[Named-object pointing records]
--*--
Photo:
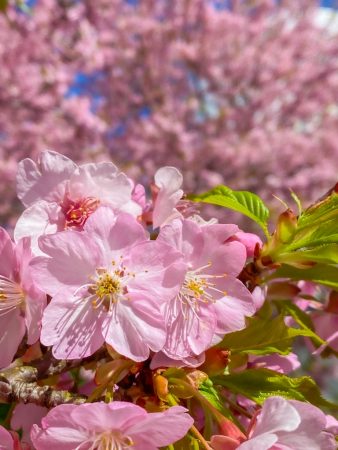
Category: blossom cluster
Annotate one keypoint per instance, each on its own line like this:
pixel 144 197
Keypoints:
pixel 226 96
pixel 117 281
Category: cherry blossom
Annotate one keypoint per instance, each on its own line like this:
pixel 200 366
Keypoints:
pixel 283 424
pixel 108 284
pixel 116 425
pixel 21 302
pixel 211 301
pixel 60 195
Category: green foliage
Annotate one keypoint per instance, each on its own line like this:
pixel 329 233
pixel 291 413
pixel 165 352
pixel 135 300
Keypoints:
pixel 288 308
pixel 263 336
pixel 320 273
pixel 243 202
pixel 259 384
pixel 213 396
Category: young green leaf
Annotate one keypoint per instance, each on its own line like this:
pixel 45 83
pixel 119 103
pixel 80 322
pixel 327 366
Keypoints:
pixel 243 202
pixel 259 384
pixel 327 253
pixel 263 336
pixel 288 308
pixel 320 273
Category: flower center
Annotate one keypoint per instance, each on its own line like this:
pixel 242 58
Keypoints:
pixel 11 295
pixel 198 287
pixel 77 212
pixel 111 440
pixel 109 285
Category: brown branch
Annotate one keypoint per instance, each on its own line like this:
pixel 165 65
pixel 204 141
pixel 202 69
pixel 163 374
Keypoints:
pixel 19 384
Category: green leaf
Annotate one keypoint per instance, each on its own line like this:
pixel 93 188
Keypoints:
pixel 327 253
pixel 262 337
pixel 326 233
pixel 322 211
pixel 260 384
pixel 320 273
pixel 288 308
pixel 244 202
pixel 213 396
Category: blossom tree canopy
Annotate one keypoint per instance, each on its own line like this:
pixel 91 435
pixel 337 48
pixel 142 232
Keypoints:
pixel 128 321
pixel 246 97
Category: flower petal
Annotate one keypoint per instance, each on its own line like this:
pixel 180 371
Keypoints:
pixel 45 180
pixel 72 326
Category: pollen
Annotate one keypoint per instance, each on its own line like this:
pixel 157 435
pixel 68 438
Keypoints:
pixel 107 285
pixel 196 287
pixel 77 212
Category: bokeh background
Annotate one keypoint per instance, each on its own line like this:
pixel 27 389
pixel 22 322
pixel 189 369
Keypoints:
pixel 238 92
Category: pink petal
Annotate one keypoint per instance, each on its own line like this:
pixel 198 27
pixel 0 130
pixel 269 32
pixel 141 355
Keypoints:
pixel 103 181
pixel 38 219
pixel 232 309
pixel 160 359
pixel 163 428
pixel 6 440
pixel 7 259
pixel 45 180
pixel 135 329
pixel 24 416
pixel 223 443
pixel 57 438
pixel 36 302
pixel 159 270
pixel 115 232
pixel 189 332
pixel 12 327
pixel 261 442
pixel 74 257
pixel 72 326
pixel 169 181
pixel 102 416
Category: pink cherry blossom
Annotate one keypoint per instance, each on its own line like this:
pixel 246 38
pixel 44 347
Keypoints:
pixel 21 302
pixel 168 183
pixel 60 195
pixel 108 283
pixel 283 425
pixel 24 416
pixel 211 301
pixel 116 425
pixel 6 440
pixel 249 240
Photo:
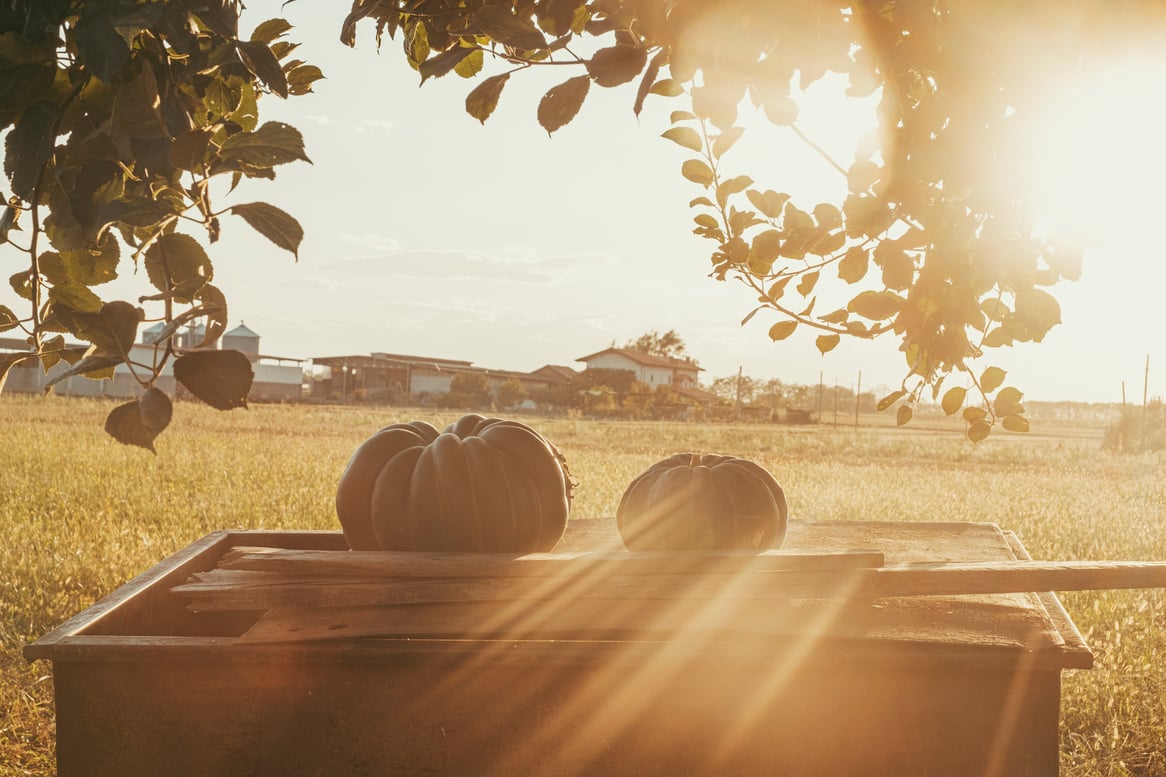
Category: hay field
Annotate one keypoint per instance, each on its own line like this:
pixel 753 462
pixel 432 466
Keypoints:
pixel 79 515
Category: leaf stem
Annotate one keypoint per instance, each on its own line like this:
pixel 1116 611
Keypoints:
pixel 820 151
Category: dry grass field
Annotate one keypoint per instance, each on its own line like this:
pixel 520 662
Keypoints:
pixel 79 515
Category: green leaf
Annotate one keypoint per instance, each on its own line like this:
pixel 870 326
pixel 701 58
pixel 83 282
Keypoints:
pixel 259 60
pixel 685 137
pixel 854 265
pixel 827 216
pixel 998 337
pixel 647 79
pixel 213 305
pixel 219 378
pixel 470 65
pixel 1039 310
pixel 561 103
pixel 973 414
pixel 876 306
pixel 188 152
pixel 890 399
pixel 416 42
pixel 995 308
pixel 272 144
pixel 274 224
pixel 828 244
pixel 904 415
pixel 8 361
pixel 838 316
pixel 97 366
pixel 953 400
pixel 782 329
pixel 990 379
pixel 508 28
pixel 444 62
pixel 727 140
pixel 140 421
pixel 667 88
pixel 483 99
pixel 770 202
pixel 732 186
pixel 22 284
pixel 100 49
pixel 176 263
pixel 807 282
pixel 95 265
pixel 978 431
pixel 617 64
pixel 112 330
pixel 8 319
pixel 697 172
pixel 862 175
pixel 134 211
pixel 898 267
pixel 76 296
pixel 766 245
pixel 1016 424
pixel 780 110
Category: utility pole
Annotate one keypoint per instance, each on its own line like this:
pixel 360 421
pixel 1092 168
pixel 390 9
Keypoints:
pixel 1145 393
pixel 857 394
pixel 736 406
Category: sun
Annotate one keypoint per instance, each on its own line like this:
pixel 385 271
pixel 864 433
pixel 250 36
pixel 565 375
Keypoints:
pixel 1101 162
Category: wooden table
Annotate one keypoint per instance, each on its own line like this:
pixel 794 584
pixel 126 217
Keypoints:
pixel 931 685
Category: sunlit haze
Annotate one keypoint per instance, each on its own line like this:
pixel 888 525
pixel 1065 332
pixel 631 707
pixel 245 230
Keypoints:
pixel 429 233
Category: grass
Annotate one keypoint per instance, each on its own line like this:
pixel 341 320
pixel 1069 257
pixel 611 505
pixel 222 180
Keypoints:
pixel 79 515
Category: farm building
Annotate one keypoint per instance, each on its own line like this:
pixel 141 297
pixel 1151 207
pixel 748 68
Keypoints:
pixel 647 368
pixel 398 375
pixel 276 378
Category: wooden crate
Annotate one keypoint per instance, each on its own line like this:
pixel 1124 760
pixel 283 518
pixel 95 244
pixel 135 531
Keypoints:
pixel 922 685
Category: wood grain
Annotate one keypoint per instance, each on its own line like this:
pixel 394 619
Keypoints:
pixel 223 589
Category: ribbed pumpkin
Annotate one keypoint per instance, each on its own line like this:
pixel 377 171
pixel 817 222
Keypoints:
pixel 482 484
pixel 703 502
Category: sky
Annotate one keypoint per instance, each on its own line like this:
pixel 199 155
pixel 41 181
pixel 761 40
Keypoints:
pixel 429 233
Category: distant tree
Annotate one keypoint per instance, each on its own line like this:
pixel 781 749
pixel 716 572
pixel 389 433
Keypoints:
pixel 618 380
pixel 120 116
pixel 469 390
pixel 669 344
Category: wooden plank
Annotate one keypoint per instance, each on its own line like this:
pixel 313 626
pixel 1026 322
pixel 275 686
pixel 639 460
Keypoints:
pixel 587 620
pixel 387 564
pixel 224 589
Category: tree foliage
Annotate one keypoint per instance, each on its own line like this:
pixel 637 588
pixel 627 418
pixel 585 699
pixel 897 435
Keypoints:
pixel 934 242
pixel 121 118
pixel 668 344
pixel 123 113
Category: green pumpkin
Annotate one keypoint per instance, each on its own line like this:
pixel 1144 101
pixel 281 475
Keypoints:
pixel 703 502
pixel 480 485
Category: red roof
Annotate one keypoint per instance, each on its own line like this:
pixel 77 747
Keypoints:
pixel 646 359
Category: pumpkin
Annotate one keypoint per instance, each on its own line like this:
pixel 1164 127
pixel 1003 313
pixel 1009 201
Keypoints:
pixel 480 484
pixel 703 502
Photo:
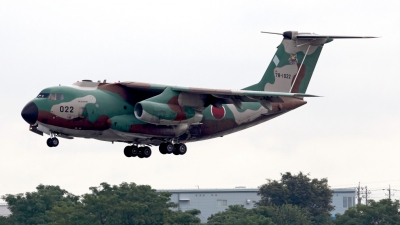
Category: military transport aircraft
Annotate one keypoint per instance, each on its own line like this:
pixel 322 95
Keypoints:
pixel 143 115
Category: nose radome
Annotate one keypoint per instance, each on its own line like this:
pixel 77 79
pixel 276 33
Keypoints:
pixel 30 113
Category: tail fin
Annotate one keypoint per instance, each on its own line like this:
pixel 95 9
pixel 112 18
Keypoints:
pixel 294 62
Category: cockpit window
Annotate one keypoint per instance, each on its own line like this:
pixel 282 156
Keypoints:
pixel 43 95
pixel 51 96
pixel 59 96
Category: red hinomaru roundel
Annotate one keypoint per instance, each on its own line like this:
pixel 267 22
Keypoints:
pixel 218 113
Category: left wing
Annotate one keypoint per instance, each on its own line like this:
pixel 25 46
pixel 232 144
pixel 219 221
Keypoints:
pixel 236 97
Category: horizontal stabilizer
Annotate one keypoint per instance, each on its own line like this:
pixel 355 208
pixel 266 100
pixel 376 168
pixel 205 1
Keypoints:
pixel 293 35
pixel 222 92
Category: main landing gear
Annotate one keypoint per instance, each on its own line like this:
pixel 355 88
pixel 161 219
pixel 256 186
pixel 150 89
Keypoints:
pixel 176 149
pixel 141 152
pixel 145 152
pixel 52 142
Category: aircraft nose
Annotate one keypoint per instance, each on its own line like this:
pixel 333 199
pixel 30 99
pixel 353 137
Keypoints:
pixel 30 113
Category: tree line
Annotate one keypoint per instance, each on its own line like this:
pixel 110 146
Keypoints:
pixel 295 199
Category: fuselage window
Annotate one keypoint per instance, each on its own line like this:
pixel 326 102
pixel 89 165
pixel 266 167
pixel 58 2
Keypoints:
pixel 43 95
pixel 56 96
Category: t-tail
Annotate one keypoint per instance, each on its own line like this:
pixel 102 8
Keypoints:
pixel 293 64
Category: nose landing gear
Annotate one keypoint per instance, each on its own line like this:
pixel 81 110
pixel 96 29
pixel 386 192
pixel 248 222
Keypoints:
pixel 133 151
pixel 52 141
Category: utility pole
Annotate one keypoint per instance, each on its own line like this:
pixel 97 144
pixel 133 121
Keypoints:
pixel 390 192
pixel 358 193
pixel 366 195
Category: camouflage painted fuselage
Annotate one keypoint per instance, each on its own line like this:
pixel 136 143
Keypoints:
pixel 106 111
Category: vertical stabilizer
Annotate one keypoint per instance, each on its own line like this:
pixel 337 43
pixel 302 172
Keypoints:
pixel 293 64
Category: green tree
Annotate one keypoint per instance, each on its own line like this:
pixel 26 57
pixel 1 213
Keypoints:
pixel 238 215
pixel 383 212
pixel 5 220
pixel 188 217
pixel 311 194
pixel 122 204
pixel 127 204
pixel 285 214
pixel 31 207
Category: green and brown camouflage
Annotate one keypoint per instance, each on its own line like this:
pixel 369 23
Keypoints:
pixel 152 114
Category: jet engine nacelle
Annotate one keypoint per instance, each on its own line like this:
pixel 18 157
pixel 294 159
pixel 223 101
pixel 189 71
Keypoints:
pixel 166 114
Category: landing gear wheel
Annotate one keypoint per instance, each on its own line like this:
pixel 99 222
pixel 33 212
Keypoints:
pixel 169 147
pixel 135 151
pixel 162 149
pixel 54 142
pixel 146 152
pixel 128 151
pixel 49 143
pixel 180 148
pixel 140 152
pixel 175 152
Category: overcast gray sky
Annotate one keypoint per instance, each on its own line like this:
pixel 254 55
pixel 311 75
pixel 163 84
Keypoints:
pixel 350 135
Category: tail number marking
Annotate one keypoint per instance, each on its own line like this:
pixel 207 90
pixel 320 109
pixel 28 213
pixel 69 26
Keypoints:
pixel 67 109
pixel 284 75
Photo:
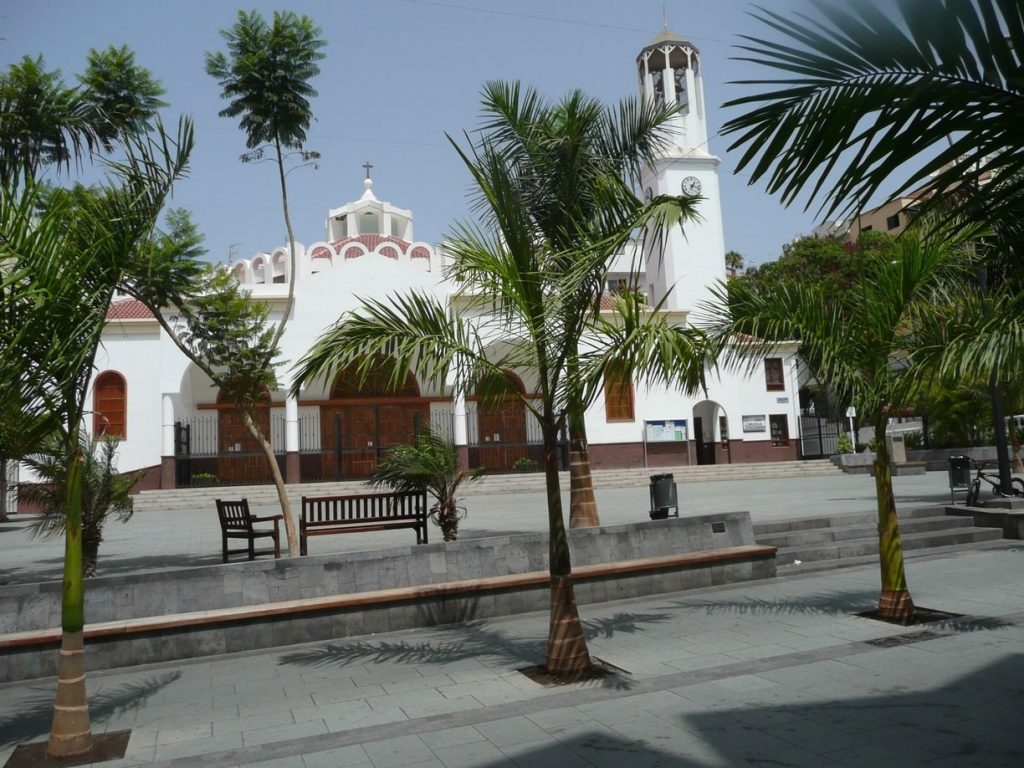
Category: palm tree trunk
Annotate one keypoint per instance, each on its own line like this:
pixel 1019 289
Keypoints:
pixel 567 654
pixel 583 505
pixel 3 491
pixel 279 482
pixel 895 602
pixel 71 733
pixel 1015 446
pixel 291 245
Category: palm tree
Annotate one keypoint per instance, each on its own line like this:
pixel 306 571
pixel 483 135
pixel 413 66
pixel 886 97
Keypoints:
pixel 521 305
pixel 104 493
pixel 578 159
pixel 60 265
pixel 431 464
pixel 857 94
pixel 856 344
pixel 265 78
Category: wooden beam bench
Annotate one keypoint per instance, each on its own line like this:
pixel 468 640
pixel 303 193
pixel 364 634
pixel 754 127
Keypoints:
pixel 323 515
pixel 582 573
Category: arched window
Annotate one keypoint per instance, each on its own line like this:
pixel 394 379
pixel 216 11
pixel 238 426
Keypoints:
pixel 617 396
pixel 110 399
--*--
● AIM:
Reproduce verbatim the lines of the rows above, from the line containing "Category: wooden plank" through the line containing "pixel 480 485", including both of those lines.

● EXERCISE SOLUTION:
Category: wooden plank
Annotate one keypoint per instance, each on its own line like this:
pixel 313 626
pixel 1026 322
pixel 275 686
pixel 639 460
Keypoints:
pixel 587 620
pixel 387 564
pixel 224 589
Category: tree foliage
Annotate one keypoint per instance, each on its own line like this:
pixel 637 588
pixel 627 418
pixel 585 699
pixel 897 435
Keypoints:
pixel 934 242
pixel 121 118
pixel 668 344
pixel 123 113
Category: green pumpkin
Annotate one keypoint per instance, each on its own line like this:
pixel 1144 101
pixel 281 475
Keypoints:
pixel 703 502
pixel 480 485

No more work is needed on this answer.